**What you need to do:**
**1.** According to the passage on Regensburg, in what year did St Boniface re-establish the Bishopric of Regensburg?
**2.** Quote the passage on Regensburg exactly, starting at "The aftermath of" and ending at "of 198 civilians.".

**Reading text:**
The aftermath of the outbreak and the unfortunate riot left 10 zombies killed, including the holy man, 17 Roman casualties (due to the riot), and the deaths of 198 civilians.
About the region and history:
The first settlements in Regensburg date from the Stone Age. The Celtic name Radasbona was the oldest given to a settlement near the present city. Around AD 90, the Romans built a fort there.
In 179, a new Roman fort, called Castra Regina (“fortress by the river Regen”), was built for Legio III Italica during the reign of Emperor Marcus Aurelius. It was an important camp at the most northerly point of the Danube; it corresponds to what is today the core of Regensburg’s Old City or Altstadt east of the Obere and Untere Bachgasse and west of the Schwanenplatz. It is believed that as early as in late Roman times the city was the seat of a bishop, and St Boniface re-established the Bishopric of Regensburg in 739.
From the early 6th century, Regensburg was the seat of a ruling family known as the Agilolfings. From about 530 to the first half of the 13th century, it was the capital of Bavaria. Regensburg remained an important city during the reign of Charlemagne. In 792, Regensburg hosted the ecclesiastical section of Charlemagne’s General Assembly, the bishops in council who condemned the heresy of adoptionism taught by their Spanish counterparts, Elipandus of Toledo and Felix of Urgell. After the partition of the Carolingian Empire in 843, the city became the seat of the Eastern Frankish ruler, Louis II the German. Two years later, fourteen Bohemian princes came to Regensburg to receive baptism there. This was the starting point of Christianization of the Czechs, and the diocese of Regensburg became the mother diocese of that of Prague. These events had a wide impact on the cultural history of the Czech lands, as they were consequently part of the Roman Catholic and not the Slavic-Orthodox world. A memorial plate at St John’s Church (the alleged place of the baptism) was unveiled a few years ago, commemorating the incident in the Czech and German languages.

**Material provided:**
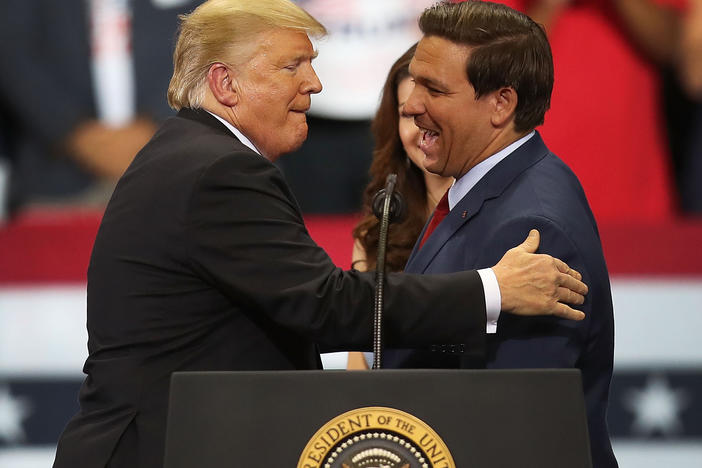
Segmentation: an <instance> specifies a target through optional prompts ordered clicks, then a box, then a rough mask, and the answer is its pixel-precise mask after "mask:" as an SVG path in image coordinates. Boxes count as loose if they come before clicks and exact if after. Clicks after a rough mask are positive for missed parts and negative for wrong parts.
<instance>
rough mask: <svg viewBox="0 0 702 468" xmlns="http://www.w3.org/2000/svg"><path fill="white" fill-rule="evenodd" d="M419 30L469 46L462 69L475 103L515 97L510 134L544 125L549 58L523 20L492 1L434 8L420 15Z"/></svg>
mask: <svg viewBox="0 0 702 468" xmlns="http://www.w3.org/2000/svg"><path fill="white" fill-rule="evenodd" d="M419 27H420V29H421V30H422V32H423V33H424V35H425V36H438V37H442V38H444V39H448V40H449V41H452V42H455V43H457V44H465V45H467V46H470V47H471V49H472V50H471V54H470V58H469V59H468V63H467V64H466V73H467V76H468V81H469V82H470V83H471V85H473V88H474V89H475V96H476V99H477V98H479V97H480V96H483V95H485V94H487V93H490V92H492V91H496V90H498V89H500V88H502V87H511V88H513V89H514V90H515V91H516V92H517V96H518V103H517V109H516V112H515V130H517V131H519V132H523V131H527V130H531V129H533V128H534V127H536V126H537V125H541V124H542V123H544V114H545V113H546V111H547V110H548V108H549V107H550V105H551V91H552V90H553V57H552V55H551V47H550V46H549V43H548V39H547V38H546V33H545V32H544V30H543V28H542V27H541V26H539V25H538V24H536V23H535V22H534V21H533V20H532V19H531V18H529V17H528V16H527V15H525V14H523V13H520V12H518V11H516V10H513V9H511V8H509V7H508V6H505V5H501V4H499V3H493V2H483V1H473V0H469V1H465V2H462V3H448V2H442V3H438V4H436V5H434V6H432V7H430V8H427V9H426V10H424V13H422V16H421V17H420V18H419Z"/></svg>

**Responses to the tasks:**
**1.** 739

**2.**
The aftermath of the outbreak and the unfortunate riot left 10 zombies killed, including the holy man, 17 Roman casualties (due to the riot), and the deaths of 198 civilians.